# EXTRACTED INFORMATION
=======

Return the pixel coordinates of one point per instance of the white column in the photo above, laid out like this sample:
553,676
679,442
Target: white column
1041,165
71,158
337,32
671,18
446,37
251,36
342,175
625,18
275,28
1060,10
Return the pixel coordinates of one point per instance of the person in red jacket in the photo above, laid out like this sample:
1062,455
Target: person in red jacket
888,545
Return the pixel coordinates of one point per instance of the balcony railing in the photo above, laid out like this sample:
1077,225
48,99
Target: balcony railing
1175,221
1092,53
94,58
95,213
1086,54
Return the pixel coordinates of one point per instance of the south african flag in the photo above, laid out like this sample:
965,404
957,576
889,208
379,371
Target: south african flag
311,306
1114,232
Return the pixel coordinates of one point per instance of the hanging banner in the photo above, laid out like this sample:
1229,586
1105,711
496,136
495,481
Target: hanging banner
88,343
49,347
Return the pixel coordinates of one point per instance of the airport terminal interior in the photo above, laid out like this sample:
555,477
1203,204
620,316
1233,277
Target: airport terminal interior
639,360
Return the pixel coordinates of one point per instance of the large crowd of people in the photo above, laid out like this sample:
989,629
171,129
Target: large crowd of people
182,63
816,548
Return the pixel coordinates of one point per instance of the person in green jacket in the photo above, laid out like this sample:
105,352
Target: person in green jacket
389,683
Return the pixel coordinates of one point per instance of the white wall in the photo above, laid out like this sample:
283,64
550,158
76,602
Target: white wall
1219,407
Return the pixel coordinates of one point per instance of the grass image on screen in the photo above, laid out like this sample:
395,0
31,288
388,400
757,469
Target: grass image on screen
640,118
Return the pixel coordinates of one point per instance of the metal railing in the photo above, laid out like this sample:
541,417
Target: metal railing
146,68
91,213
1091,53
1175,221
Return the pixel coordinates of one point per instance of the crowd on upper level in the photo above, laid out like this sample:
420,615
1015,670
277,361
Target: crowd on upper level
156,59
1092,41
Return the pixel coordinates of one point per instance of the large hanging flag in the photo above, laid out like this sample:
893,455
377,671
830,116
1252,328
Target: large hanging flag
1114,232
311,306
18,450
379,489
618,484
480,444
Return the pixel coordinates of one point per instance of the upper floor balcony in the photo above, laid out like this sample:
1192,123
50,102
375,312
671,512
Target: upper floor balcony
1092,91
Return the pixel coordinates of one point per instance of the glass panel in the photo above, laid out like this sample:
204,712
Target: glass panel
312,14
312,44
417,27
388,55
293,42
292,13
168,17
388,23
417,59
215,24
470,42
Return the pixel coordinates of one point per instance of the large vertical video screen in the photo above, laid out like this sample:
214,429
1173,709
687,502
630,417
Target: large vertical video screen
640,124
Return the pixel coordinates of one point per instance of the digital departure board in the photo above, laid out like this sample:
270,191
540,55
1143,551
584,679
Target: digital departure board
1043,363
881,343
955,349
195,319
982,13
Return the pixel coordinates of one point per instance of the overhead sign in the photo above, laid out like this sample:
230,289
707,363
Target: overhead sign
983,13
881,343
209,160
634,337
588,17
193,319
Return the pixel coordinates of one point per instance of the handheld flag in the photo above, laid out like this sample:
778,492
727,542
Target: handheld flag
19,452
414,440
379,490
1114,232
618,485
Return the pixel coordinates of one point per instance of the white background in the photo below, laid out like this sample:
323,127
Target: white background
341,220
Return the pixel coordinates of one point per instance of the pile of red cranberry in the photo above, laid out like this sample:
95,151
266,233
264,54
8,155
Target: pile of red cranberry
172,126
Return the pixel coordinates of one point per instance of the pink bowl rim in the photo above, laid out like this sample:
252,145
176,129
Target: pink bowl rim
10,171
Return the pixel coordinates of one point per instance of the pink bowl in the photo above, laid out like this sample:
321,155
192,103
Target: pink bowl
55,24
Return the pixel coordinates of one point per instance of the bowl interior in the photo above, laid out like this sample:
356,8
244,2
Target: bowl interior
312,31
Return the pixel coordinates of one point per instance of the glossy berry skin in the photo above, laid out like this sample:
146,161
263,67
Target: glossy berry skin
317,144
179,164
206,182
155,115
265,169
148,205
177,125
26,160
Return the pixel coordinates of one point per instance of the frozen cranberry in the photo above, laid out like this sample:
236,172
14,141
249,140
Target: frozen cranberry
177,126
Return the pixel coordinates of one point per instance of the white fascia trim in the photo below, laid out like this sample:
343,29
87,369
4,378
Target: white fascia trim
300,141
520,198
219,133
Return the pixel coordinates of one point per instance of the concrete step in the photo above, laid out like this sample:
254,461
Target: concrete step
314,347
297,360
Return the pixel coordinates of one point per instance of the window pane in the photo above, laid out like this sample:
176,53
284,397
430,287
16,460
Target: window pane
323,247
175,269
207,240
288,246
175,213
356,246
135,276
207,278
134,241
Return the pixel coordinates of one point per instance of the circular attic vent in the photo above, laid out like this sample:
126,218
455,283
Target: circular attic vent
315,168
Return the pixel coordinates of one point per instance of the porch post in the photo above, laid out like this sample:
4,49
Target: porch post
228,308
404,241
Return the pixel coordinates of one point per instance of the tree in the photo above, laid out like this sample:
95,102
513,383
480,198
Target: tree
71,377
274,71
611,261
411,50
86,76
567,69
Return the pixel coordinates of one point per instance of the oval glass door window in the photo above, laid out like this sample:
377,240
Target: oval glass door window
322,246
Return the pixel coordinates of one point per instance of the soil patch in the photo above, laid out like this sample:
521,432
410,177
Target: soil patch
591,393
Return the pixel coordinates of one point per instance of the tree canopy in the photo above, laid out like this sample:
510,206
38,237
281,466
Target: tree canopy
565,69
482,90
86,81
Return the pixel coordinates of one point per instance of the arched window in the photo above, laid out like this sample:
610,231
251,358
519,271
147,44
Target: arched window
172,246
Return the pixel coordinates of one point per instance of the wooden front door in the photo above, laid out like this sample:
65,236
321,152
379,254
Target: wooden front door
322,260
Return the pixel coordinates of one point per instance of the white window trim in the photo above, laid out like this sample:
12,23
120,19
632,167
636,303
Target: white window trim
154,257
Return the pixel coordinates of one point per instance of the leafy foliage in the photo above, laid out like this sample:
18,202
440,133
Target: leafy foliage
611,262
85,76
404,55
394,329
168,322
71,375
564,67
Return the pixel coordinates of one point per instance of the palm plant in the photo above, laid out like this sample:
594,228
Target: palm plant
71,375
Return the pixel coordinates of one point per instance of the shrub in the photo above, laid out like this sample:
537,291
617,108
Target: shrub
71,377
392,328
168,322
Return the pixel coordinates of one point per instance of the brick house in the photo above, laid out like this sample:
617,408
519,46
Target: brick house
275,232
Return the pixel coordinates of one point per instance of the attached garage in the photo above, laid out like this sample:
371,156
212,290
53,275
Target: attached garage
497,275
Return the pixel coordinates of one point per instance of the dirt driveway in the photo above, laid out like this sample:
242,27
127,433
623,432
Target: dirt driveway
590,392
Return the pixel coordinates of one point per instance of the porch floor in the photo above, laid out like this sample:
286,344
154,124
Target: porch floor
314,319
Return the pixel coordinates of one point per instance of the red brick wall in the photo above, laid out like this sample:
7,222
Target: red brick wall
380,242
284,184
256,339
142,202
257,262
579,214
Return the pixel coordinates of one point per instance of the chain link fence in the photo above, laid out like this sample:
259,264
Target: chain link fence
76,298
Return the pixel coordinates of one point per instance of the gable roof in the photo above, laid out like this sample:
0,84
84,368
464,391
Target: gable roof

=======

# YOUR GOAL
Render the records as a Markdown table with the columns No. and Entry, starting at the line that contains "the red brick" and ending at the final line of the records. Number each row in No. and omit any blank lines.

# COMPLETE ANSWER
| No. | Entry |
|---|---|
| 1 | Return the pixel coordinates of one point per instance of the red brick wall in the photo above, laid out like this sample: |
| 2 | 7,222 |
| 3 | Target: red brick wall |
| 4 | 380,242 |
| 5 | 284,184 |
| 6 | 256,339 |
| 7 | 142,202 |
| 8 | 257,262 |
| 9 | 579,214 |
| 10 | Return the pixel coordinates of one point per instance of the chain link fence in the photo above, laid out like this sample: |
| 11 | 259,264 |
| 12 | Target: chain link fence |
| 13 | 76,298 |
| 14 | Return the pixel coordinates of one point per instance of the gable roof in the photo above, laid out like this sample: |
| 15 | 0,84 |
| 16 | 84,368 |
| 17 | 464,391 |
| 18 | Target: gable roof |